_Data supplied_.
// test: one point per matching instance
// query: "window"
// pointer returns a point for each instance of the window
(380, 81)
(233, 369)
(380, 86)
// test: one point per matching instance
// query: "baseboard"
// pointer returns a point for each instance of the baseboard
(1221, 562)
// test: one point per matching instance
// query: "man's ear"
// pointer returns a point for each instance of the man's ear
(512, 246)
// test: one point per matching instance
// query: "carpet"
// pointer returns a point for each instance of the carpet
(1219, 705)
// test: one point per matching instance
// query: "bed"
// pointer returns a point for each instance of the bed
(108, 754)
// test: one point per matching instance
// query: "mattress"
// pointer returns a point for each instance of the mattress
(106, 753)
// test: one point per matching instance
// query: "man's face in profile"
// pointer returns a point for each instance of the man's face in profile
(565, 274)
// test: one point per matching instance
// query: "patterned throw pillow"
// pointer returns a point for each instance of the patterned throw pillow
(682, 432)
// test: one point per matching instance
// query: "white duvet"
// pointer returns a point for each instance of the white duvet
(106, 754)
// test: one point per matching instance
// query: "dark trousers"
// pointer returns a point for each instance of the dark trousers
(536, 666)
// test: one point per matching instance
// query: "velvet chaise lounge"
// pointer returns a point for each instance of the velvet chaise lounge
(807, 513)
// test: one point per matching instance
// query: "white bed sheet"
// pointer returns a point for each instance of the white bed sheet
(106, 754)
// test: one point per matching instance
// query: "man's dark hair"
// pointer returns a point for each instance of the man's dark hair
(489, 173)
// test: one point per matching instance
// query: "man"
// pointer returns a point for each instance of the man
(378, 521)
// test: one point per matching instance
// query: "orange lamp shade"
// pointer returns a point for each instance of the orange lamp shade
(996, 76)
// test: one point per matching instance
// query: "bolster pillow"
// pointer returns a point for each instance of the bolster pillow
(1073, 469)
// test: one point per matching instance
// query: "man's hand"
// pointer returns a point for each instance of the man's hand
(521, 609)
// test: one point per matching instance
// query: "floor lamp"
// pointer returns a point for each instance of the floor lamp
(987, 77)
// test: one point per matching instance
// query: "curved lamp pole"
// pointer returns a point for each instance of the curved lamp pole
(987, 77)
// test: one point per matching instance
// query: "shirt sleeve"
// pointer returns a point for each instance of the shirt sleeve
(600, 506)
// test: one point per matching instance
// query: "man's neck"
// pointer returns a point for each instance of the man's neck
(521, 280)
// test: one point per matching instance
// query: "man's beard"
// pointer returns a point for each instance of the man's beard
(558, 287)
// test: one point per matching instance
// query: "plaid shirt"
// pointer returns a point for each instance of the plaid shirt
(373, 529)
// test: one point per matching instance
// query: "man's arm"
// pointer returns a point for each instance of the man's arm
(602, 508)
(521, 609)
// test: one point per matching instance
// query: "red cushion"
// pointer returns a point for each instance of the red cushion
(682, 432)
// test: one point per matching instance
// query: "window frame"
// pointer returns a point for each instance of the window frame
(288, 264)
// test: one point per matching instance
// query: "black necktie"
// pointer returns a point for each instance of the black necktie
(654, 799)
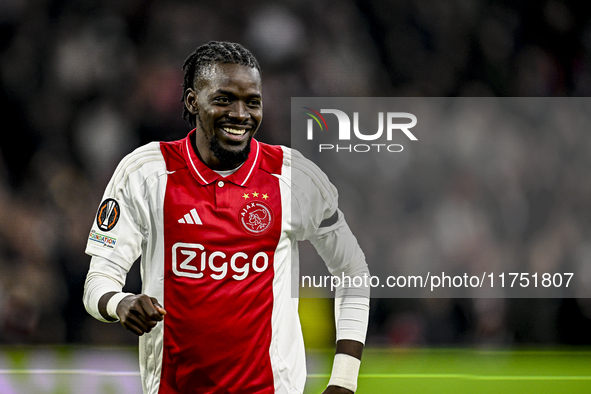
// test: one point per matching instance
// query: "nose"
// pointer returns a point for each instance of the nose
(239, 112)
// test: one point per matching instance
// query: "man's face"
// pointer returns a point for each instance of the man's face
(228, 108)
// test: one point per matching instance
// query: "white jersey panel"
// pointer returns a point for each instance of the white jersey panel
(138, 186)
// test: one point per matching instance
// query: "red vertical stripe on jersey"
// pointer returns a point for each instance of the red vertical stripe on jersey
(218, 276)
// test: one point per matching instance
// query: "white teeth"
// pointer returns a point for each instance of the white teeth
(234, 131)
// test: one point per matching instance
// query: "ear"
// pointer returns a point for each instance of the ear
(191, 101)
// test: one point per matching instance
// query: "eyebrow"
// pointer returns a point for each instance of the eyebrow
(228, 93)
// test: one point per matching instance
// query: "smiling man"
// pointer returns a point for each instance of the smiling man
(216, 218)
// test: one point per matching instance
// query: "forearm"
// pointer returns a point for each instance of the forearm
(104, 279)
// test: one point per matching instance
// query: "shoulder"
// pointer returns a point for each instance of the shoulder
(139, 165)
(306, 177)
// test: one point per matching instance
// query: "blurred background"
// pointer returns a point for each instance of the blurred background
(84, 82)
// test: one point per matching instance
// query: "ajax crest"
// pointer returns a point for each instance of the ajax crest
(256, 217)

_Task to complete_.
Here the records must be restated exactly, minus any images.

_Response to this exercise_.
// test: one point per matching instance
// query: "window"
// pointer returns a point for each instance of the window
(380, 81)
(233, 369)
(380, 86)
// test: one point per matching instance
// query: "baseboard"
// pointer returns a point for each instance of the baseboard
(1221, 562)
// test: one point per matching instance
// query: "man's ear"
// pointer returns a point for each instance of the man's ear
(512, 246)
// test: one point per matching instance
// query: "carpet"
// pointer returns a point for each instance of the carpet
(1219, 705)
// test: one point per matching instance
// query: "bed"
// pointer returns a point for each instance of the bed
(108, 754)
// test: one point per matching instance
// query: "mattress"
// pointer returns a point for each instance of the mattress
(106, 753)
// test: one point per matching instance
// query: "man's face in profile"
// pointer returns a point for each instance of the man's face in profile
(565, 274)
// test: one point per matching instance
// query: "patterned throw pillow"
// pointer returns a point for each instance of the patterned throw pillow
(682, 432)
// test: one point per matching instance
// query: "white duvet"
// pointer returns a point for each instance of the white duvet
(106, 754)
// test: one point per matching instance
// query: "dark trousers"
// pointer returns a point for each instance of the dark trousers
(536, 666)
// test: one point per matching instance
// query: "velvet chaise lounge"
// pointer returns a point for each instance of the velvet chaise lounge
(807, 513)
// test: one point per matching instance
// query: "white bed sheet"
// pointer returns a point for each instance of the white bed sheet
(106, 754)
// test: one point per matching instance
// query: "man's dark hair"
// pointer returns a point for each instance of the man's dark hair
(489, 173)
// test: one point per matching instance
// query: "man"
// pointer returns a point for each instance of the man
(378, 521)
// test: one point per matching instance
// query: "orange lamp shade"
// pointer returns a point for each instance of the orange lamp shade
(996, 76)
// test: one point per matching instance
// query: "bolster pillow"
// pointer returns a point for each instance of the bolster pillow
(1073, 469)
// test: one point per matching instance
// query: "man's hand"
// pointer returns a point for each instance of the man's hand
(521, 609)
// test: one point per matching instance
// query: "floor lamp"
// pointer returns a point for each instance of the floor lamp
(987, 77)
// test: one point per matching instance
// query: "curved lamp pole"
// pointer returns a point for each instance of the curved lamp pole
(987, 77)
// test: one point per matching instance
// query: "shirt sleeve"
// pointer returns a point for each instance of the shirt sleeve
(600, 506)
// test: one point per matching instance
// query: "man's neck"
// pointer returns a point for each instance of the man's neck
(521, 280)
// test: one point per matching instance
// query: "man's beard"
// pointer returns a point for each instance of the man's beard
(558, 287)
// test: one point per matching instance
// query: "plaid shirt"
// pointer returns a point for each instance of the plaid shirt
(373, 529)
// test: one point per matching instance
// query: "man's arm"
// pointer returns a point for each instance of the man's arm
(602, 508)
(521, 609)
// test: one point per matching instance
// query: "red cushion"
// pointer returns a point for each instance of the red cushion
(682, 432)
// test: one point per matching instance
// query: "window frame"
// pointer returns a point for each instance of the window frame
(288, 264)
// test: one point per matching instance
// query: "black necktie"
// pointer returns a point for each instance of the black necktie
(654, 799)
// test: one point per matching instance
// query: "nose"
// pointer returns a point for each instance of the nose
(239, 112)
// test: one point per matching instance
// query: "man's face"
// pointer returns a point for each instance of the man's face
(228, 108)
// test: one point per matching instance
// query: "white jersey panel"
// pointer returns a point for each instance of the white jersey panel
(138, 186)
// test: one point per matching instance
// query: "red vertical stripe on jersey"
// pointer returns a point for each instance of the red vertical stripe on jersey
(218, 276)
// test: one point per matching instance
// query: "white teeth"
// pointer returns a point for each instance of the white teeth
(234, 131)
// test: one point per matching instance
// query: "ear"
// pointer returns a point for each instance of the ear
(191, 101)
// test: one point per matching instance
// query: "eyebrow"
// pointer returns a point for each instance of the eyebrow
(228, 93)
// test: one point per matching instance
// query: "smiling man"
// pointer returns a point for each instance of the smiling man
(216, 218)
// test: one point per matching instance
// query: "forearm"
// pointer returns a point for each instance of the forearm
(104, 279)
// test: one point per matching instance
// query: "shoulder"
// pointer returns a point for each instance of the shoulder
(139, 165)
(306, 177)
// test: one point per matching instance
// query: "blurred background"
// pointer returns a point for each instance of the blurred background
(84, 82)
// test: one point per matching instance
// query: "ajax crest"
// pointer returns a point for each instance of the ajax crest
(256, 217)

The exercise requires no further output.